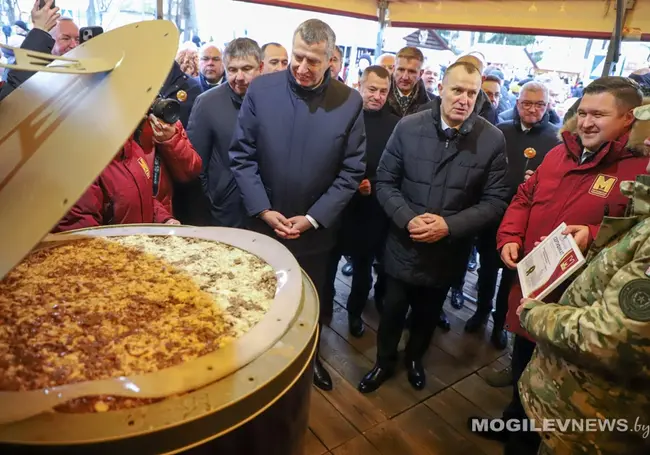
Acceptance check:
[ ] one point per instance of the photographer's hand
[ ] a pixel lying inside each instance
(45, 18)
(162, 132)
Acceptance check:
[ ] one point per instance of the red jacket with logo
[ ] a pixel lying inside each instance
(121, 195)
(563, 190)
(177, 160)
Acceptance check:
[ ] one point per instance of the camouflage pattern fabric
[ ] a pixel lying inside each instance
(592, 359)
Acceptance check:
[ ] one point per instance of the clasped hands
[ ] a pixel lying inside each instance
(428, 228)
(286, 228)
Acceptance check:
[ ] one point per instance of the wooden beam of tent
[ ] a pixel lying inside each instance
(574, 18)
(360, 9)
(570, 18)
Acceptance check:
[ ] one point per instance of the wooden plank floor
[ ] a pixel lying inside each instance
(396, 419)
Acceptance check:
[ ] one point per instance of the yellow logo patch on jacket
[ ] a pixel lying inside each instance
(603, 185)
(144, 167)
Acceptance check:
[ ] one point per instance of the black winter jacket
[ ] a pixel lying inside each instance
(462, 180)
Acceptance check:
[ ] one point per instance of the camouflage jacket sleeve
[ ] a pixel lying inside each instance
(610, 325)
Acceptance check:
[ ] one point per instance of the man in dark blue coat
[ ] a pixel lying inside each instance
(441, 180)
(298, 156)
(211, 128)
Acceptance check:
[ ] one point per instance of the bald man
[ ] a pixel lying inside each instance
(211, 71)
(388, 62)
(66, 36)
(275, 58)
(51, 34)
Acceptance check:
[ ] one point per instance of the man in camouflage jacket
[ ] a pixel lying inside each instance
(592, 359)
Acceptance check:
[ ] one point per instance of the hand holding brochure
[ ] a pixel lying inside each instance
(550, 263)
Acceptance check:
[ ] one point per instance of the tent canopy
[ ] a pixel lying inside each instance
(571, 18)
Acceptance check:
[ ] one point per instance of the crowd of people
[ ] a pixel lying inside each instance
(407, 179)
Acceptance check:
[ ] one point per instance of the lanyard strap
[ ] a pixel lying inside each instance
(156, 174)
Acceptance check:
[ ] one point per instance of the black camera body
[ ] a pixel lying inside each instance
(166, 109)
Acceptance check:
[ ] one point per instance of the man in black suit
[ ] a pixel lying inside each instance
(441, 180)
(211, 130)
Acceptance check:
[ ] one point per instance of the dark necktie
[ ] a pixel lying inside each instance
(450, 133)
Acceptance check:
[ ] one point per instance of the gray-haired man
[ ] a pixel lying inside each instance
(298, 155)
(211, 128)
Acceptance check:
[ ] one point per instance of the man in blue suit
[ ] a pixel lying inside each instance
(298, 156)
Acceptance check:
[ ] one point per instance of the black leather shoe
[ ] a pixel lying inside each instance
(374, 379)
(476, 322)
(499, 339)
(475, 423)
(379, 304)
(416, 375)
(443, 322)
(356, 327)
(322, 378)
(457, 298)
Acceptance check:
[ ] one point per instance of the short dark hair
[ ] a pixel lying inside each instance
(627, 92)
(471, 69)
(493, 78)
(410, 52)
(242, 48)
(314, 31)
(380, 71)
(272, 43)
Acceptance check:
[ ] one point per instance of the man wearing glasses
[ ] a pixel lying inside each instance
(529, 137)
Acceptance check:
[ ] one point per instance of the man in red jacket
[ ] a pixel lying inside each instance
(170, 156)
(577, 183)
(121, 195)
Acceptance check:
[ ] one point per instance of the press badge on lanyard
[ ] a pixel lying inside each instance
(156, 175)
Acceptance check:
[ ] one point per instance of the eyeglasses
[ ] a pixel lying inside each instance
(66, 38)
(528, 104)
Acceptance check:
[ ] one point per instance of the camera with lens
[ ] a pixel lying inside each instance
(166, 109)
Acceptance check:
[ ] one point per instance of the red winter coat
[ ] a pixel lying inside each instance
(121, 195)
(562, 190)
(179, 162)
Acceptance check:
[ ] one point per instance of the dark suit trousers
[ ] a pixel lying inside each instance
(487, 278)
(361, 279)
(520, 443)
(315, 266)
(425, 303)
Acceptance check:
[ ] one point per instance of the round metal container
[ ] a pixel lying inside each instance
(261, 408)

▸ TASK INSTRUCTIONS
Retype the records in full. Do not carry over the images.

▸ REPLY
Acceptance check:
[ ] one point per instance of the photographer's hand
[ ] a pixel lying inside each instance
(45, 18)
(162, 132)
Acceptance check:
[ ] one point per instance of the red jacket with logo
[ ] a pixel lying inside each instance
(121, 195)
(563, 190)
(177, 160)
Acceptance check:
[ ] one point per instance of the camouflage pattern fabric
[ ] a pixel lying inside each instance
(592, 359)
Acceptance check:
[ ] one point per instance of the clasped hands
[ ] a pixel lying inside each instance
(428, 228)
(286, 228)
Acceptance check:
[ ] one point per instance of the wooden beam of tent
[ ] a pixel lying inside each instance
(574, 18)
(360, 9)
(570, 18)
Acceptance check:
[ ] one point per instance of the wooden plank floor
[ ] a pixel lying inside each instance
(396, 419)
Acceptance check:
[ ] one point per instance of the yellow logo patch on jacket
[ ] a pixel lying inside each instance
(603, 185)
(144, 167)
Acceptance check:
[ ] one point per instance of the black winter jacket
[ ] a pixel lying inside each instance
(462, 180)
Acceptance check:
[ ] one point per instance of the camouflage jacket sleeve
[ ] a pixel lying inside each instance
(610, 325)
Acceptance check:
[ ] one point per instance of the man in dark blue coat
[ ] a pixel lying inside each instance
(441, 180)
(298, 156)
(211, 128)
Acceptance check:
[ ] one point per instance of the bald man
[ ] a pixel lying inside each instance
(211, 71)
(388, 62)
(66, 36)
(275, 58)
(51, 34)
Acceptance check:
[ ] one point per instance of the man in camouflage jacket
[ ] a pixel lying inside each instance
(592, 359)
Acceptance check:
[ ] one point per instance of the hand holding brochure
[ ] a pixel lying inside each instance
(550, 263)
Acceptance check:
[ ] one point per instance of the tent canopy
[ ] a pixel lying inside each instance
(571, 18)
Acceptance check:
[ ] one point per instance of the crowd of people
[ ] a pixel lying inside each instance
(407, 179)
Acceptance check:
[ ] one point per instance of the lanyard strap
[ ] a pixel lying inside each instance
(156, 174)
Acceptance check:
[ ] one point per instance of the black camera body
[ ] a pixel lying inside each instance
(166, 109)
Acceptance check:
[ ] one point per instance of the man in black suit
[ ] a pixel lying inside each instance
(441, 180)
(211, 130)
Acceptance check:
[ ] one point per instance of the dark necktie
[ ] a pixel lying inside each instance
(450, 133)
Acceptance check:
[ ] one point per instance of the gray-haired man
[ ] a pixel lying inside each instance
(298, 155)
(211, 128)
Acceptance check:
[ ] one point per instance of the man in blue suit
[ ] a pixel lying inside each instance
(298, 156)
Acceptance check:
[ ] one point per instance of the black leather shoe
[ ] a pixel lying inside each instance
(374, 379)
(476, 322)
(499, 339)
(475, 423)
(379, 304)
(416, 375)
(443, 322)
(356, 327)
(322, 378)
(457, 298)
Acceptance check:
[ ] one point per instance of the short dark hair
[ ] a pixel lying inside each instance
(627, 92)
(471, 69)
(493, 78)
(410, 52)
(242, 48)
(314, 31)
(380, 71)
(272, 43)
Acceptance check:
[ ] one point per instance of the man wearing glasses
[ ] a pixel lying inside each instance
(529, 137)
Acceptance check:
[ ] one point per instance of the man in red jacket
[ ] a pixel lying inside each instance
(170, 156)
(577, 183)
(121, 195)
Acceptance check:
[ ] one point per instance of the press badge on lanyard
[ ] a pixel lying inside each instance
(156, 175)
Acceptance check:
[ ] one point per instance of the eyeglasses
[ ] a pixel lying inside each instance
(66, 38)
(528, 104)
Acceptance check:
[ ] one point per instance of the camera with lens
[ ] a pixel lying inside each instance
(166, 109)
Acceptance check:
[ ] one point per instance of the red winter coat
[ ] a pixel lying inside each instance
(121, 195)
(562, 190)
(179, 162)
Acceptance check:
[ ] one point per instance of the dark suit trousers
[ ] a pixel lying inside each instance
(487, 278)
(361, 279)
(520, 443)
(315, 266)
(425, 303)
Acceptance check:
[ ] one point per instance of the round metal container
[ ] a pixel lying inside each instance
(261, 408)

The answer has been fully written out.